● **What the exercise asks**: Pick up the PepsiCo Foods Mexico interview right after its last line.

● **Source excerpt**:
★ ★ ★ ★

Within a month and a half of taking the top job, Martínez announced a US$4 billion investment across four main areas: agriculture, infrastructure, sustainability, and community. A common theme in those investments is digital technology, which Martínez sees as critical to helping the company serve customers more conveniently, efficiently, and profitably.

Strategy+business talked with Martínez about PepsiCo Foods Mexico’s growth prospects, its shift to healthier snacks and beverages, its portfolio of sustainability measures, and how technology improves performance and helps companies tell stories in new ways.

S+B: What are PepsiCo Foods Mexico’s growth prospects?

We see very positive prospects for growth over the next two years. One reason is demographic change. A large number of young people are beginning their working lives, and an ever-greater number of women are obtaining jobs that are better paid. The other reason is the strategic position occupied by Mexico, next to the U.S., the most important market in the world.

S+B: What are the biggest challenges the company faces?

One is keeping pace with the changing needs of the consumer, since that demands agility and speed. There are also important changes in the commercial structure in Mexico, evolving from small grocery stores to supermarkets, due to the ever-increasing number of digital platforms. We understand that urban customers are going to have greater access to digital tools. Nevertheless, we’re also aware that we need to adapt to every type of customer and to the needs of different types of retailers.

S+B: The Mexican government has recently taken steps to address obesity, implementing measures like a tax on sugar and mandating easy-to-understand food labels — something that is already in place in Chile. How has your company responded to those changes?

★ ★ ★ ★

● **Information supplied**:

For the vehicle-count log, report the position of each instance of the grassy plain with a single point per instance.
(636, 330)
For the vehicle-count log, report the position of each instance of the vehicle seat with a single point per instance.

★ ★ ★ ★

● **Final result**:
We’re convinced about the benefits of having transparent, clear, truthful, and useful labeling, supporting consumers with the right information to make their own decisions about what to eat.

S+B: In May 2019, you announced an investment of $4 billion in four aspects of the business: agriculture, infrastructure, sustainability, and community. How will you use those funds?

One billion [dollars] is earmarked for the purchase of raw materials, 90 percent of which will originate from Mexican fields. Another part will go to improve agricultural technology. In fact, in October [2019], we reopened the Sabritas Center for Agricultural Development, which is where we will grow 280,000 tons of potatoes to be used in our products.

Part of the funds will be used to build a factory in Guanajuato. It has been 20 years since we built a factory from scratch in Mexico. This will allow us to increase the total capacity of our system by 12 percent, and we’ll use less energy, since the plant will operate with solar panels. Sustainability is another big objective — we’re investing to reduce our carbon footprint by 30 percent. In fact, we have the second-largest PepsiCo fleet of electric and hybrid vehicles worldwide. Finally, we’ll invest $10 million through the PepsiCo Foundation to help more than 35,000 people living in the most vulnerable communities in Mexico.

Technologies change, but human beings love stories. It doesn’t matter if they’re in 140 characters or a 30-second commercial. We have to communicate with the consumer through those stories.”

S+B: Can you talk more about the company’s sustainability initiatives, particularly in light of climate change?

From 2006 to now, we have reduced our water consumption in Mexico by 50 percent, and we’re continuing that progress by investing in some very modern technologies. One is aeroponics, in which plants basically grow in the air, rather than in the earth. This allows us to consume a mere 10 percent of the amount of water used by traditional agriculture.

We also know that avoiding waste is important, and we have a goal of generating zero waste to landfills. All 15 of our plants are virtually there — 99 percent of the by-products in those plants are either recycled or reused. Similarly, 75 percent of the energy we use in Mexico is from wind. And a plant we’re constructing next year is going to be 100 percent solar powered.

S+B: Technology seems to be a constant theme in your strategy. Can you talk about some specific applications in areas like automation?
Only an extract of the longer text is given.